9. Tom Waits: “Chicago”

“Chicago” sets up the storyline for Waits’ latest album, but if he’s singing about the great migration north during the early decades of the twentieth century, the song also taps into the economic fears of the Occupy Wall Street era. Somewhere there’s a Chicago, he assures us, where everything will be better.

8. Dawes: “If I Wanted Someone”

Dawes get that new L.A. sound to a tee, right down to the Neil Young reference in the chorus, but this anthem of lowered expectations transcends its scene. Taylor Goldsmith isn’t looking for someone to save him. Instead, “I want you to make the days move easy.” Who can reasonably ask for anything more?

7. Adele: “Someone Like You”

The uncontested champ of 2011 actually deserves all the praise and sales, especially for this eloquent break-up song, whose heartache is only intensified by its humanity. When she sings, “I wish nothing but the best for you,” there’s not a dry eye in earshot.

6. Wilco: “I Might”

They may have a reputation as Americana experimentalists, but Wilco possess amazing pop chops, as this song’s undeniable hook, churning organ, and superlatively loose vocal demonstrate. Tweedy’s lyrics may be a string of non-sequiturs (“The Magna Carta’s on a Slim Jim blood”), but it’s more than enough to set the kids on fire.

→ Task to carry out
Please reproduce the stretch of the song rundown from "They may have" through "kids on fire.", word for word.

(Dataset excerpt)

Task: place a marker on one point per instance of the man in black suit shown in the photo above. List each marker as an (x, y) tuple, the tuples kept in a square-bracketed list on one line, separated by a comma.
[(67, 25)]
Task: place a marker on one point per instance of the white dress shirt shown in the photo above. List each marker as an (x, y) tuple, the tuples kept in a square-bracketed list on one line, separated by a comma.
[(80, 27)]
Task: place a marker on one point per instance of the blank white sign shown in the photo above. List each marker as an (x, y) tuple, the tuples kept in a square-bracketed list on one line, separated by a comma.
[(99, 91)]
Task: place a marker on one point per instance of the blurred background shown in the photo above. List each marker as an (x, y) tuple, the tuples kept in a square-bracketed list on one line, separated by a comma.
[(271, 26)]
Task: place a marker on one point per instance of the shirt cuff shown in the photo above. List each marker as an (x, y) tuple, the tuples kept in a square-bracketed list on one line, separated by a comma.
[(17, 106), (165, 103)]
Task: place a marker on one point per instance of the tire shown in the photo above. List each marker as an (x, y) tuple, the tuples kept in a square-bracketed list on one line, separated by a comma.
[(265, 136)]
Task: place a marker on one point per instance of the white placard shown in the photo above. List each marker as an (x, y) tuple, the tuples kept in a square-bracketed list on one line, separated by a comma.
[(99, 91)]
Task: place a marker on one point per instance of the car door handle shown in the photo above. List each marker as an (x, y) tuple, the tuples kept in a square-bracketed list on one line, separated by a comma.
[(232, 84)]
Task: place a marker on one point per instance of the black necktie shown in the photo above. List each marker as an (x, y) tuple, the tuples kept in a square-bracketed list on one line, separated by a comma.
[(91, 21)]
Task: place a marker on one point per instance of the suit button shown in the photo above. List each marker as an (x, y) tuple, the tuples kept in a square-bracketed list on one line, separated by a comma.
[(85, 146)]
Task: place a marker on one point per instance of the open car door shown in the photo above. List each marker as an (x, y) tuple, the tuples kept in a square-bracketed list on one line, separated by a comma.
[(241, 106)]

→ Result for this exercise
They may have a reputation as Americana experimentalists, but Wilco possess amazing pop chops, as this song’s undeniable hook, churning organ, and superlatively loose vocal demonstrate. Tweedy’s lyrics may be a string of non-sequiturs (“The Magna Carta’s on a Slim Jim blood”), but it’s more than enough to set the kids on fire.